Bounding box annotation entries
^^^^^^^^^^^^^^^^

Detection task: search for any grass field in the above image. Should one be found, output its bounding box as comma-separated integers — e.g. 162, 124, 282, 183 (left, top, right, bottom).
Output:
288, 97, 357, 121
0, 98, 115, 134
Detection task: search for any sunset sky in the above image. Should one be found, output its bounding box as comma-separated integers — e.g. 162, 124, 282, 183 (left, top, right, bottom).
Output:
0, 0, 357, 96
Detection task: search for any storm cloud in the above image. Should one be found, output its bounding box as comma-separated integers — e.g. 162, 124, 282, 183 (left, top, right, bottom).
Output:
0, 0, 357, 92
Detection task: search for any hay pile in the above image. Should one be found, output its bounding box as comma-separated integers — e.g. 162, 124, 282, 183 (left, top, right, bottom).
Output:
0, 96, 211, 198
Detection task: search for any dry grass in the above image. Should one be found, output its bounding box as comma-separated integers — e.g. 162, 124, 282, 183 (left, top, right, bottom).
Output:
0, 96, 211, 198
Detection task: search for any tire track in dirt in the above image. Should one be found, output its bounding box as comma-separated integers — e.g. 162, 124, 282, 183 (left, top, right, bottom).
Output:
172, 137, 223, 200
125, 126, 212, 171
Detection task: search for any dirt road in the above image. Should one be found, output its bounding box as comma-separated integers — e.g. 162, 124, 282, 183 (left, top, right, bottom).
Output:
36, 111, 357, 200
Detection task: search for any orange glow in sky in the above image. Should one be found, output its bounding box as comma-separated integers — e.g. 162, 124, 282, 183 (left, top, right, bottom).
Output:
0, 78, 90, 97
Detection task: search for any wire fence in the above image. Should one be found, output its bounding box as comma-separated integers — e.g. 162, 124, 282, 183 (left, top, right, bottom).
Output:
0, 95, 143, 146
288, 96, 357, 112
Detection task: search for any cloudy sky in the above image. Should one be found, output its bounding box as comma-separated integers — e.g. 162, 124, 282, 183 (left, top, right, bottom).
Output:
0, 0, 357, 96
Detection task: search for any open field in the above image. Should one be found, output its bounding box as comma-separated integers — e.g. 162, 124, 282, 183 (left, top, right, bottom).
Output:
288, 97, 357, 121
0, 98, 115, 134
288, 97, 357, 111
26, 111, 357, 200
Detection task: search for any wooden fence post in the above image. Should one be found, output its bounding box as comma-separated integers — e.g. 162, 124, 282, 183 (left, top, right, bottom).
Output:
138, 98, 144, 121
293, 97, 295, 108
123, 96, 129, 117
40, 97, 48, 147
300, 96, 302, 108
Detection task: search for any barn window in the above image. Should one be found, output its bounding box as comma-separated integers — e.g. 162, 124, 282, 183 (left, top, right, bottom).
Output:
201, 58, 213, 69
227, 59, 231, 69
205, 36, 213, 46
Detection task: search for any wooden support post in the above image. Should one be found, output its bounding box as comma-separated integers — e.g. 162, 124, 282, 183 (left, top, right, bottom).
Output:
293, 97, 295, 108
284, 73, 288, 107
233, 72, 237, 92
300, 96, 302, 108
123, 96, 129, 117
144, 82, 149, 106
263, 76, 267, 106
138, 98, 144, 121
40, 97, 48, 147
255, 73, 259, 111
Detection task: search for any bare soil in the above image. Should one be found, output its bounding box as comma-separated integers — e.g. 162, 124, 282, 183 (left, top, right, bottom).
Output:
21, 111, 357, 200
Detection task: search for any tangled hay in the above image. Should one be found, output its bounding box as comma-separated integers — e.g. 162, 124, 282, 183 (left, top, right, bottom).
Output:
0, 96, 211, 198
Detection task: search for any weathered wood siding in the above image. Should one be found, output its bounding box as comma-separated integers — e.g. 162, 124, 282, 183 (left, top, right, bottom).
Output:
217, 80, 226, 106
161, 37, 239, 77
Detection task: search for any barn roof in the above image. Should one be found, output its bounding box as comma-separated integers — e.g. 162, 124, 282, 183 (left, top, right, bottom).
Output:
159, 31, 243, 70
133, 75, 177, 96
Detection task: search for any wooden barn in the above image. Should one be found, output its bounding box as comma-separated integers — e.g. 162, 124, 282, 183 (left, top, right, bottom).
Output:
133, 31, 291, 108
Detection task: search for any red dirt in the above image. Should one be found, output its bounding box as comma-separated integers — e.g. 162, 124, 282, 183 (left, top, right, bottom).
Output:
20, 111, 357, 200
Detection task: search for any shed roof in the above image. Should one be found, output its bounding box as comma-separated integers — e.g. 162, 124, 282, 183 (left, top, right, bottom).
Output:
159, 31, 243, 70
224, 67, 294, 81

^^^^^^^^^^^^^^^^

Aim —
Reproduce the rows starting at the line containing "Detection task: search for any barn window" and ending at the line containing "133, 31, 291, 108", substituting "timber" for "wooden" and leaving everything else unchanged.

Reply to the task —
Detection task: search for any barn window in the above image. Should one be found, output its bounding box as comma-separated integers — e.g. 162, 124, 282, 183 (left, top, right, bottom).
Output:
201, 58, 213, 69
227, 59, 231, 69
205, 36, 213, 46
Detection task: search for any timber support post in the above image. Should one be found, output its bounding box as comma-separated integers — e.g. 162, 124, 282, 183 (left, top, right, bottom).
Output:
293, 97, 295, 108
284, 73, 288, 107
233, 72, 237, 92
300, 96, 302, 108
123, 96, 129, 117
144, 82, 149, 106
263, 76, 267, 106
138, 98, 144, 121
40, 97, 48, 147
255, 73, 259, 111
Detection task: search for any bare soil in the above image. Should one be found, output its bounding box as comma-separated integers — e.g. 162, 124, 282, 183 (left, top, right, bottom).
Output:
21, 111, 357, 200
Detection task: search for any tangled hay in the above image. Should one be found, output its bounding box as comma-separated integers — e.g. 162, 124, 282, 183 (left, top, right, bottom).
Output:
0, 96, 211, 198
Detection task: search for any weathered wood siding in the above image. Should one be found, output its bounding box as comma-separated integers — e.g. 162, 124, 282, 183 (left, top, right, bottom).
Output:
217, 80, 226, 106
161, 37, 239, 77
Detection task: search for any barn roof in the above image. Should one be found, output its bounding box as comma-separated integers — e.g. 162, 124, 282, 183 (left, top, right, bottom).
Output:
159, 31, 243, 70
133, 75, 177, 96
Detection task: search for any timber barn in the above image. Should one be found, output its bounding box as comma-separated integers — e.g. 162, 124, 282, 183 (left, top, right, bottom).
Output:
133, 31, 291, 108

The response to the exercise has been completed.